━━ Document extract

Your UCAT (UKCAT) result can help guide you into choosing your universities. Your UCAT (UKCAT) result will be given before the UCAS deadline, giving you time to decide which university you want to apply to. By going onto each university’s admission criteria page on their website, more insight will be given as to how they use the UCAT (UKCAT) in selecting candidates.
For some universities, the UCAT (UKCAT) plays a big factor in the candidate’s application and for others it plays a less significant part. Some universities provide information involving a rough UCAT (UKCAT) score they would prefer based on previous years results as well as if they even consider UCAT (UKCAT) in their application process. Some consider the total score and some look at the individual sections with a cut-off score per UCAT (UKCAT) section. For those that do not look at the UCAT (UKCAT) or consider the UCAT (UKCAT) to be a less significant part of the UCAS application, other parts of your UCAS application: academics, personal statement or interview are considered to play a bigger part. Hence by going onto the university’s website / open day more information can be received, and by reviewing our Universities Section, you have full access to each university’s exact requirements.
Many universities use the UCAT (UKCAT) as a way to discriminate between candidates who are ranked equally in terms of other parts of the UCAS application (personal statement, academics etc) whereas other universities use the UCAT (UKCAT) as a way to boost your UCAS application if other parts of your UCAS application are not as beneficial, such as performing weaker in GCSEs. Each university considers the UCAT (UKCAT) differently by some considering the UCAT to play a significant part in the candidate’s application and some to not consider it at all. Use your UCAT (UKCAT) score as a way of deciding which university you want to apply to by finding out more information about each potential university in our Universities Section.
For more information about your UCAT (UKCAT) score in relation to others, statistics from previous test cycles are available below:
The mean scaled scores of the cognitive subtests are below:
|Number of candidates||27,466||24,844||23,359|
|Total Cognitive Mean Scaled Score||2485||2540||1893|
Arriving on the day
The UCAT (UKCAT) consortium recommend that you arrive to the test centre 15 minutes before your test time so that you can complete all of the check in procedures. If you arrive late, you may not be allowed to sit your test – irrespective of the reason.
What do you need to bring with you to your UCAT (UKCAT) exam?
• A print out confirmation of your booking from Pearson Vue
• One piece of photographic identification from the approved list which meets requirements stated on the Pearson Vue website.
• You cannot take any personal belongings into the UCAT (UKCAT), nor can you take any food or drink. Anything that you do bring will need to be stored in a locker at the test centre.
• You may not bring a calculator into the exam – there is one provided online for you.
What does the exam venue look like?

━━━━
━━ Dataset section

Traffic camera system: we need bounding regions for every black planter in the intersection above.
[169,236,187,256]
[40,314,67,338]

━━━━

> **Assignment**: Continue the UCAT (UKCAT) guide from the point where it stops.

> **Answer to the exercise**:
• You will get a desk space with a PC, keyboard and space for a whiteboard and pen. There will be other people doing different tests in the same venue, you may request earplugs or headphones if you think you might require them.
• You will be given a laminated note board and permanent marker pen to make notes on during the test. If you need another pen or board, raise your arm and an invigilator will give you a new one
Please check the pen is working before you begin
Other things you must know about the UCAT (UKCAT)
Please note that you cannot take any breaks during the exam. Any breaks that you do take, will still have the timer running – please note this! The test is two hours long.
Which Universities look at UCAT?
Birmingham, Bristol, Cardiff, Dundee, Glasgow, King’s, Manchester, Newcastle, Queen Mary’s (Barts and the London), Queen’s Belfast and Sheffield. As previously mentioned, each university uses the UCAT score in a different way, so please refer to our Universities guide for further assistance for your specific chosen dental school.
When can I register for the UCAT (UKCAT)?
You can register for the UCAT (UKCAT) exam between the dates: 1 May – 22 September of each year. The last date to sit the exam is 5th October.
Where can I do the UCAT (UKCAT) exam?
During the registration process, you will be able to choose the closest test centre most convenient to you. There are many Pearson VUE test centres located for you to take your however it is advised you register as soon as possible as test dates fill very quickly. Examples of locations: Watford, Kingston Upon Thames, Northampton, Oxford, Eastbourne, Guildford and many more.
How can I prepare for the UCAT (UKCAT)?
Over 80,000 people are applying for under 8000 places – preparing for the UCAT (UKCAT) is essential! You should refer to our full in-depth guide below, along with example questions, model answers and a library of practice questions, specifically designed by experts.
How is the UCAT (UKCAT) scored?
Verbal Reasoning, Abstract Reasoning, Quantitative Reasoning, Decision Making – each is out of 900. The score is not related to your percentage score, rather it is standardised so that the average for each section is around 600. The Situational Judgement section is marked in bands, 1 is the highest, 4 is the lowest. Is there a fee for taking the UCAT (UKCAT)? UK/EU Residents = £65 up till 21/08, £80 from 01/09 Outside of the EU = £100.
Can I resit the UCAT (UKCAT)?
No – you can only take the UCAT (UKCAT) once a year.
Can I postpone my exam?
Yes, you are able to postpone your exam so if you feel unwell or unprepared the best thing to do is to reschedule your UCAT (UKCAT) exam. However, if you postpone the exam too late then you may not be refunded your fee, so make sure you reschedule in advance.
DECISION ANALYSIS QUESTIONS
A group of 5 friends live on the same road in a row of houses running parallel to the road. Austin lives the furthest from Mark. Steve lives two houses down from Austin. David lives next to Mark. Answer True or False for each of the following statements:
- Steve lives equidistant from Austin and Mark.
- The five live in a small town.
- Peter lives next to Austin.
- Peter and David are neighbours.
A group of scientists investigate male pattern baldness for a popular shampoo producer that aims to release a product for that market. They find that male pattern baldness is becoming increasingly common in men aged between 30 – 60 and that it sometimes is associated with the use of anabolic steroids or type 2 diabetes. They also find that in the majority of cases there seems to be a genetic predisposition of unknown origin, but independent of external factors. Answer True or False for each of the following statements:
- Baldness is not exclusive to men.
- There is a connection between life-style choices and hair loss
- A hair loss treatment in shampoo form promises to help for the majority of cases.
- Anabolic steroids can cause hair loss.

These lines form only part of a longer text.